▶ [Source extract]
'''

Scientists have found artificial intelligence (AI) improves the accuracy of skin cancer diagnosis, when combined with human clinical checks.
In a world-first study, a team of researchers, including scientists from the University of Queensland (UQ), trialled a collaborative approach where clinicians were assisted by AI.
Professor Monika Janda from UQ’s Centre for Health Services Research said the highest diagnostic accuracy was achieved when crowd wisdom and AI predictions were combined.
“This is important because AI decision support has slowly started to infiltrate healthcare settings, and yet few studies have tested its performance in real-world settings or how clinicians interact with it,” she said.
The findings, published in Nature Medicine recently, suggest that human-AI and crowd-AI collaborations are preferable to individual experts or AI alone.
“Inexperienced evaluators gained the highest benefit from AI decision support, and expert evaluators confident in skin cancer diagnosis achieved modest or no benefit,” Janda added.
Scientists developed the AI algorithm from the publicly available HAM10000 dataset, a large collection of multi-source dermatoscopic images of common skin lesions, and used the PyTorch open source machine learning library, which was primarily developed by Facebook’s AI Research lab.

'''

(Saved data entries)
'''

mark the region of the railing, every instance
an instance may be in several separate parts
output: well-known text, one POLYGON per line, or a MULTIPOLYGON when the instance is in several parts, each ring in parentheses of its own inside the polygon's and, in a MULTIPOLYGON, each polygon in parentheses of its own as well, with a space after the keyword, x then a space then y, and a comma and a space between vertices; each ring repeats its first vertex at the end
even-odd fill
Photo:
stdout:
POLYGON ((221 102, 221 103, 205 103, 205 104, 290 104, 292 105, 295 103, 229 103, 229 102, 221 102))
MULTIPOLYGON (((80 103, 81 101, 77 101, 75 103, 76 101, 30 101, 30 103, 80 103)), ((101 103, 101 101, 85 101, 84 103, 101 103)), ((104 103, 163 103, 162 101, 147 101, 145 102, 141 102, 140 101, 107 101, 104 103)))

'''

▶ [Task statement] Extend the article on AI-assisted skin cancer diagnosis, picking up after its final sentence.

▶ [Result]
They then evaluated and quantified the performance of human raters and AI when it came to diagnosing skin cancers through the web-based platform DermaChallenge.
To do this, the researchers trained and tested an artificial convolutional neural network to analyse pigmented skin lesions, and compared the findings with human evaluations on three types of AI-based decision support.
“Our study found that good quality AI support was useful to clinicians but needed to be simple, concrete and in accordance with a given task,” Janda said.
“For clinicians of the future, this means that AI-based screening and diagnosis might soon be available to support them on a daily basis.”